**Work to complete**
Beginning with the line that contains "For the mud", transcribe every line down to the end of the entries, exactly, and no other lines.

**Material provided**
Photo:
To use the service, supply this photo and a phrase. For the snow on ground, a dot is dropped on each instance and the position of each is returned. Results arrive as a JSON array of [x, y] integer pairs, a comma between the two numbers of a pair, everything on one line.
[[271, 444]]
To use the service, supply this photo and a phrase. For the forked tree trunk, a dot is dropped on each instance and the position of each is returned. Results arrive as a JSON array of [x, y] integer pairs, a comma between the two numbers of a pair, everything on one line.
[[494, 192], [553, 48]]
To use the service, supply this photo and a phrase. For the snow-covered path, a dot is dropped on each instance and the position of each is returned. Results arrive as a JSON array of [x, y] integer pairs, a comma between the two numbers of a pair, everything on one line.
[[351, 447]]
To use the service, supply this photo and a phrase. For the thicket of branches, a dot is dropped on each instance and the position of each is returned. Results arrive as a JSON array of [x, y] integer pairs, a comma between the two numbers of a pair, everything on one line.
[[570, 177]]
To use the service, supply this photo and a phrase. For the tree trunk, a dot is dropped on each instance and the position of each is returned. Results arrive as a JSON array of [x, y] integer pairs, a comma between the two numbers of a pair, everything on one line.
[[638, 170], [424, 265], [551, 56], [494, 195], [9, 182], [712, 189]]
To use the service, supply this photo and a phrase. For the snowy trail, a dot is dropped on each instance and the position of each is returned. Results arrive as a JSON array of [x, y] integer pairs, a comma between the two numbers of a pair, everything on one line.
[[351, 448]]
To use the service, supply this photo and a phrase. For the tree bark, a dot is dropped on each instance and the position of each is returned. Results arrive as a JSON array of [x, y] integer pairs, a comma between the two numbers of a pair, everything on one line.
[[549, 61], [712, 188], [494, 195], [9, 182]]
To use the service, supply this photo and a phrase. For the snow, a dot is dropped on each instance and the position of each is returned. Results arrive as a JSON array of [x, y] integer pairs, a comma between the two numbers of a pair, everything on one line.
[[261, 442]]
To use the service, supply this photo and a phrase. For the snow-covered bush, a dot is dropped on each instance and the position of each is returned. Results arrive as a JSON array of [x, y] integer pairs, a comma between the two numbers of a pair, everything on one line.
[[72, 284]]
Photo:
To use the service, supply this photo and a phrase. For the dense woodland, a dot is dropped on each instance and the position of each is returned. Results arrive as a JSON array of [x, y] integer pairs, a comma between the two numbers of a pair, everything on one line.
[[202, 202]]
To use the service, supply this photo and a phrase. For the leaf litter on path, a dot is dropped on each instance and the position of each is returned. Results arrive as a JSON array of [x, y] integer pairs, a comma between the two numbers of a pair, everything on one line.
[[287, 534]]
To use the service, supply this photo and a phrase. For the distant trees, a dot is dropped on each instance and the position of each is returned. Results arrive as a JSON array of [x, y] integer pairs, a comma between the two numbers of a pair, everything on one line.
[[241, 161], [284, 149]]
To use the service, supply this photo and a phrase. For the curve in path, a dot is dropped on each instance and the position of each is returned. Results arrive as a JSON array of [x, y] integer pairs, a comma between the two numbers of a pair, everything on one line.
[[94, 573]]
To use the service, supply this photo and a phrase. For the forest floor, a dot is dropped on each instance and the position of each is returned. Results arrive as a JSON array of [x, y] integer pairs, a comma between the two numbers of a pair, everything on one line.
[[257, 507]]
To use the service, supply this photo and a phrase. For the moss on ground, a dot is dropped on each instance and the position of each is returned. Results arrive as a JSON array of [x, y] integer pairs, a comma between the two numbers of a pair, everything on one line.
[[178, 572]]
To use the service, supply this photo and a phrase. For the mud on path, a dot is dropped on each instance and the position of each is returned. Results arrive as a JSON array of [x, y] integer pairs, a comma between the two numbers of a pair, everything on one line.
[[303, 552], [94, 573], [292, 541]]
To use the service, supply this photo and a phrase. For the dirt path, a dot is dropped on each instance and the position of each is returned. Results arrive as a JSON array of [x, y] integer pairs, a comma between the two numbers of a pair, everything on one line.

**Solution**
To use the service, supply this photo and a phrase. For the mud on path, a dot is dropped on each instance and the position of each is returned. Results arrive as a JSON array of [x, y] integer pairs, a comma between the two numbers of a pair, everything on one line.
[[303, 552], [94, 573], [292, 541]]
To use the service, supply this photo and a phrase. For the dirt path, a dot is dropped on each instance and the position of each is returned. Results arrive as a JSON array of [x, y] integer pairs, a comma between the two numbers of a pair, everything on one line.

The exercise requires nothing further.